* START Excerpt to read *

Next up, we derive the set of labels we have in the dataset. Let's also create two dictionaries that'll be helpful when initializing the model:

* `label2id`: maps the class names to integers.
* `id2label`: maps the integers to class names.

In [None]:
class_labels = sorted({str(path).split("/")[6] for path in all_video_file_paths})
label2id = {label: i for i, label in enumerate(class_labels)}
id2label = {i: label for label, i in label2id.items()}

print(f"Unique classes: {list(label2id.keys())}.")

Unique classes: ['Normal', 'Shoplifting'].


We've got 10 unique classes. For each class we have 30 videos in the training set.

### Loading the model

In the next cell, we initialize a video classification model where the encoder is initialized with the pre-trained parameters and the classification head is randomly initialized. We also initialize the feature extractor associated to the model. This will come in handy during writing the preprocessing pipeline for our dataset.

In [None]:
from transformers import VideoMAEImageProcessor, VideoMAEForVideoClassification


image_processor = VideoMAEImageProcessor.from_pretrained(model_ckpt)
model = VideoMAEForVideoClassification.from_pretrained(
    model_ckpt,
    label2id=label2id,
    id2label=id2label,
    ignore_mismatched_sizes=True,
)

The cache for model files in Transformers v4.22.0 has been updated. Migrating your old cache. This is a one-time only operation. You can interrupt this and resume the migration later on by calling `transformers.utils.move_cache()`.


0it [00:00, ?it/s]

preprocessor_config.json:   0%|          | 0.00/271 [00:00<?, ?B/s]

config.json:   0%|          | 0.00/22.9k [00:00<?, ?B/s]

model.safetensors:   0%|          | 0.00/346M [00:00<?, ?B/s]

Some weights of VideoMAEForVideoClassification were not initialized from the model checkpoint at MCG-NJU/videomae-base-finetuned-kinetics and are newly initialized because the shapes did not match:
- classifier.bias: found shape torch.Size([400]) in the checkpoint and torch.Size([2]) in the model instantiated
- classifier.weight: found shape torch.Size([400, 768]) in the checkpoint and torch.Size([2, 768]) in the model instantiated
You should probably TRAIN this model on a down-stream task to be able to use it for predictions and inference.


The warning is telling us we are throwing away some weights (e.g. the weights and bias of the `classifier` layer) and randomly initializing some other (the weights and bias of a new `classifier` layer). This is expected in this case, because we are adding a new head for which we don't have pretrained weights, so the library warns us we should fine-tune this model before using it for inference, which is exactly what we are going to do.

**Note** that [this checkpoint](https://huggingface.co/MCG-NJU/videomae-base-finetuned-kinetics) leads to better performance on this task as the checkpoint was obtained fine-tuning on a similar downstream task having considerable domain overlap. You can check out [this checkpoint](https://huggingface.co/sayakpaul/videomae-base-finetuned-kinetics-finetuned-ucf101-subset) which was obtained by fine-tuning `MCG-NJU/videomae-base-finetuned-kinetics` and it obtains much better performance.

* END Excerpt to read *
* START Recorded data *

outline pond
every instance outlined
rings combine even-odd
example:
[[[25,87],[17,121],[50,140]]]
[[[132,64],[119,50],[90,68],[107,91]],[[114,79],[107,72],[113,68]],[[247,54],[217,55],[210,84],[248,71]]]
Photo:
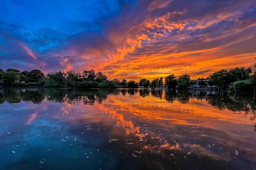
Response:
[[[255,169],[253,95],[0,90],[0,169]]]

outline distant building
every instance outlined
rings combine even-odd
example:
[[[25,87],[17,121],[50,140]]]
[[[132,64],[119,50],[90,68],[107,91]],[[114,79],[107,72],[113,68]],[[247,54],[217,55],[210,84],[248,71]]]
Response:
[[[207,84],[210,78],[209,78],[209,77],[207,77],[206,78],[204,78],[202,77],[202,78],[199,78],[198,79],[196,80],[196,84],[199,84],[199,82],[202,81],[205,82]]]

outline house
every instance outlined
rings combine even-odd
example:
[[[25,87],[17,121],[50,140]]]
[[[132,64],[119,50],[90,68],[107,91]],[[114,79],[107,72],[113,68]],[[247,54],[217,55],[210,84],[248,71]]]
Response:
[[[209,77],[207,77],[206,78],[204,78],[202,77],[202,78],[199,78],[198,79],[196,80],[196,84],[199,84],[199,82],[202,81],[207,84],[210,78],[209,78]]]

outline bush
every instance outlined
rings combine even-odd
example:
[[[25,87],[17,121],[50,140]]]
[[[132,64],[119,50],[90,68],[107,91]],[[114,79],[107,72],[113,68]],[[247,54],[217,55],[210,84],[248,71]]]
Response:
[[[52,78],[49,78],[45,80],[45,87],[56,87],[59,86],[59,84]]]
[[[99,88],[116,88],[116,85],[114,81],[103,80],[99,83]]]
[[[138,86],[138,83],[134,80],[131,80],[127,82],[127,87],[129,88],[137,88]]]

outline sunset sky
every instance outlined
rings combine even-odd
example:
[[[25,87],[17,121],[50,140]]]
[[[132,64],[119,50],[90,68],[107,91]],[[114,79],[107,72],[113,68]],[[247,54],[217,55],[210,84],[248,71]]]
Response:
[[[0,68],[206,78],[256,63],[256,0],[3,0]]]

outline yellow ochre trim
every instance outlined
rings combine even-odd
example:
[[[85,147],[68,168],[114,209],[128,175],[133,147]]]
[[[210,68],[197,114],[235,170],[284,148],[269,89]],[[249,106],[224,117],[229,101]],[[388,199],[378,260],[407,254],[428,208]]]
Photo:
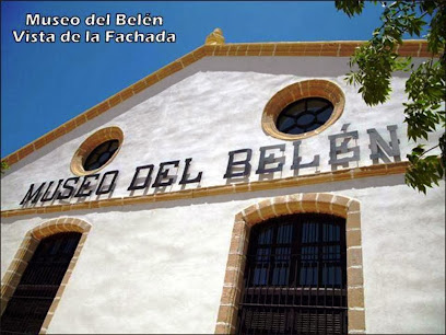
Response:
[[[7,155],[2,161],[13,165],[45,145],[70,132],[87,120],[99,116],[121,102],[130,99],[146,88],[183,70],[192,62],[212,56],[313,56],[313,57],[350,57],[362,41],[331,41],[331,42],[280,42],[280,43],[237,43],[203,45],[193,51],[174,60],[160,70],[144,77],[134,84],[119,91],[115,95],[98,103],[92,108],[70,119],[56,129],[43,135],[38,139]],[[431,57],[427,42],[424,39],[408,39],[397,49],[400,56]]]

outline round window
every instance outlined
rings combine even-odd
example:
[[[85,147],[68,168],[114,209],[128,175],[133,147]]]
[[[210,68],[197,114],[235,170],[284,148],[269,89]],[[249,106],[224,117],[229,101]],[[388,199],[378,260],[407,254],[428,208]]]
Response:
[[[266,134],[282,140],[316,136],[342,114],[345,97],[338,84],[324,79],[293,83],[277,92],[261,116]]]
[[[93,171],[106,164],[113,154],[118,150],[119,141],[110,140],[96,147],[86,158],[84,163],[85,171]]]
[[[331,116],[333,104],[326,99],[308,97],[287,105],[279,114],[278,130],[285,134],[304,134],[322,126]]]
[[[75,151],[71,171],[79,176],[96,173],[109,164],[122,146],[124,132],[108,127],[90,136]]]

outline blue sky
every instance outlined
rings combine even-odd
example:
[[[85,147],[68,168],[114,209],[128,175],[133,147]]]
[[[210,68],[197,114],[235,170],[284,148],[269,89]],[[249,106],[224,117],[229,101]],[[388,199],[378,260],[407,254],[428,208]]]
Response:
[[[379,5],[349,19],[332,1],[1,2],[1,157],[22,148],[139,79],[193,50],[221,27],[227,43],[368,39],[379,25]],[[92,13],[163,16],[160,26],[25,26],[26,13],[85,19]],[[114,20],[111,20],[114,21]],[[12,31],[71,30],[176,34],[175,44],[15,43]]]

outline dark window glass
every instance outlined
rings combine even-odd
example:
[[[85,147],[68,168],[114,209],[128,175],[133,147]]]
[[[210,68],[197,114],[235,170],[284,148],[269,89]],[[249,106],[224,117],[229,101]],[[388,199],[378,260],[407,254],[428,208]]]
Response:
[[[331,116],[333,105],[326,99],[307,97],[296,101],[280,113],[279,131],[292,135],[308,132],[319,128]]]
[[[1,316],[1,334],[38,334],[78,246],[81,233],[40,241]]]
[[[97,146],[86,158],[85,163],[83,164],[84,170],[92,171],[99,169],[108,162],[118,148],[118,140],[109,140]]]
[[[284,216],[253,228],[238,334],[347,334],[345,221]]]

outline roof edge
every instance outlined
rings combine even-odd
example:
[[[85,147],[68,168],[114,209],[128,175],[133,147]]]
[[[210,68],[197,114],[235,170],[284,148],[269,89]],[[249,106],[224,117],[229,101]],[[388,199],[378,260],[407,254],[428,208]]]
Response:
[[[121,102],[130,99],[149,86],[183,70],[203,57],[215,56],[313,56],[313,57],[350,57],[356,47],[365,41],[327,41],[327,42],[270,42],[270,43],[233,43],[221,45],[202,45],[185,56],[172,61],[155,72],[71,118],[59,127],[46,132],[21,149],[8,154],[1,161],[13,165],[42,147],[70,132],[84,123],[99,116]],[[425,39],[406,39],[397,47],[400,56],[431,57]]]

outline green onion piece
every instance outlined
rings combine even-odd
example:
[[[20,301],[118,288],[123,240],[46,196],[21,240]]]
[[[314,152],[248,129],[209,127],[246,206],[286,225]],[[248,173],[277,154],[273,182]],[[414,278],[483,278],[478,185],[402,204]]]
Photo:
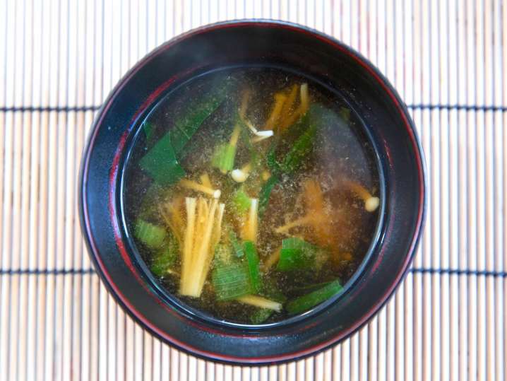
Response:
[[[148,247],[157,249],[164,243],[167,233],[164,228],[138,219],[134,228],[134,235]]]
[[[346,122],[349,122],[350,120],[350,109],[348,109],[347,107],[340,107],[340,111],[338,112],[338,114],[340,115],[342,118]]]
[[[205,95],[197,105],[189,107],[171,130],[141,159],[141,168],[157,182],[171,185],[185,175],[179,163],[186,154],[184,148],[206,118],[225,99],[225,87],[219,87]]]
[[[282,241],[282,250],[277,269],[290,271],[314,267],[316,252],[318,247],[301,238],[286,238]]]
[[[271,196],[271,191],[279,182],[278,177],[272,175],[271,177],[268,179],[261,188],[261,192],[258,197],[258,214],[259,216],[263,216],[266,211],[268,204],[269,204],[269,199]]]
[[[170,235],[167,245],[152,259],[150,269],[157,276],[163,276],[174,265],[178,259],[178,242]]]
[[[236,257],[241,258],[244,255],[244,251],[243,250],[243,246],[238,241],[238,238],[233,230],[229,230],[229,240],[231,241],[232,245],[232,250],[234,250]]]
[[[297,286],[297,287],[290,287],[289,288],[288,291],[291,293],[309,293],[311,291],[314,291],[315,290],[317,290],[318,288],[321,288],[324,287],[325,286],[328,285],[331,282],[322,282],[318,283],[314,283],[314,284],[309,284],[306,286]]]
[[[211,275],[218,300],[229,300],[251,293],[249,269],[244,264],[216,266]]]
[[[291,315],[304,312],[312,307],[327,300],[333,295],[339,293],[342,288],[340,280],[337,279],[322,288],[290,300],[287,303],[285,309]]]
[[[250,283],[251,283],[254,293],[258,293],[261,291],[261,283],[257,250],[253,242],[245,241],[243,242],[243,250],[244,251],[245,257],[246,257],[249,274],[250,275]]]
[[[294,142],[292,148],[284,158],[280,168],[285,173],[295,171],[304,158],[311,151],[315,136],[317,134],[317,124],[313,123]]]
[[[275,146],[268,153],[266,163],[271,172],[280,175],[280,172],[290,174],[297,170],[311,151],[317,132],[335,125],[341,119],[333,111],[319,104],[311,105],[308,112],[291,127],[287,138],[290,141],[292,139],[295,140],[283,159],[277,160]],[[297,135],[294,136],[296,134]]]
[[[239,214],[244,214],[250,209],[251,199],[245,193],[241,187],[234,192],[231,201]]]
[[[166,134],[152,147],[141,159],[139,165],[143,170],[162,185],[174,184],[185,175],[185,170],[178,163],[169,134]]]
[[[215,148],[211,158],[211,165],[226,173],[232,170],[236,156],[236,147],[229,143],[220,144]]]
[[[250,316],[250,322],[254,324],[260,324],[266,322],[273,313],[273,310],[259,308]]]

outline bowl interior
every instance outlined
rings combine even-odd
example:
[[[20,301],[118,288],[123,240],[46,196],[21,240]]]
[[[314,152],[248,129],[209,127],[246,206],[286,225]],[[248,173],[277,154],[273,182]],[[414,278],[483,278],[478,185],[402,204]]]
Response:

* END Recorded data *

■ **Stated task**:
Please set down everything in the video classification excerpt above, word for word, from "We've got 10" down to "for our dataset.".

■ **Answer to the exercise**:
We've got 10 unique classes. For each class we have 30 videos in the training set.

### Loading the model

In the next cell, we initialize a video classification model where the encoder is initialized with the pre-trained parameters and the classification head is randomly initialized. We also initialize the feature extractor associated to the model. This will come in handy during writing the preprocessing pipeline for our dataset.